- _Records provided_:
/---

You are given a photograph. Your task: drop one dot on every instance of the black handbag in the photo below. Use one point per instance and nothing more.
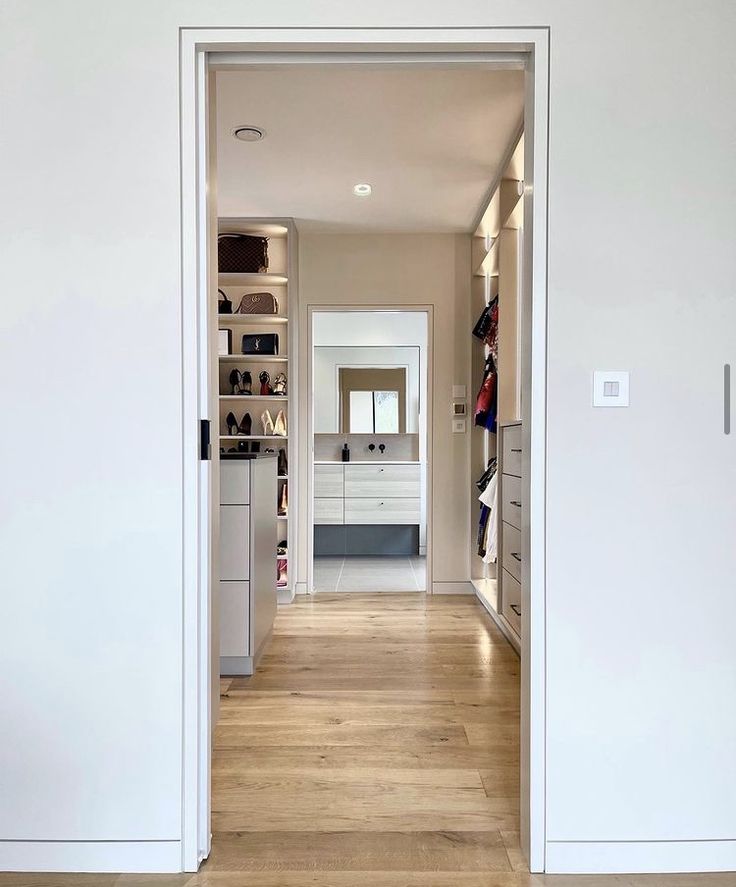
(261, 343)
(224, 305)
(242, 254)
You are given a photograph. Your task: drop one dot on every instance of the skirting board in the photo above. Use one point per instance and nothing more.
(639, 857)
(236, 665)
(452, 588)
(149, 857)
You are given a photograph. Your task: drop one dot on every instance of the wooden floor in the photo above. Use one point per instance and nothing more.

\---

- _Short problem_:
Reproduce all of the material above with each "dot" replaced by "marker" and nothing else changed. Leave out the pictures.

- _Exercise output_:
You are given a photograph. Your task: drop one marker on every instance of the black handbag in the photo below. Use one point per instance and nothing more.
(261, 343)
(224, 305)
(242, 254)
You are given a photograph. Your task: drop one marker on every instance of the skirting board in the photo above. Use one point per instance and nothing more.
(639, 857)
(236, 665)
(452, 588)
(149, 857)
You are given a photograph. Your task: drop one marker on every instance of the wooden floor in the photo above. Use one point per instance and nothing more.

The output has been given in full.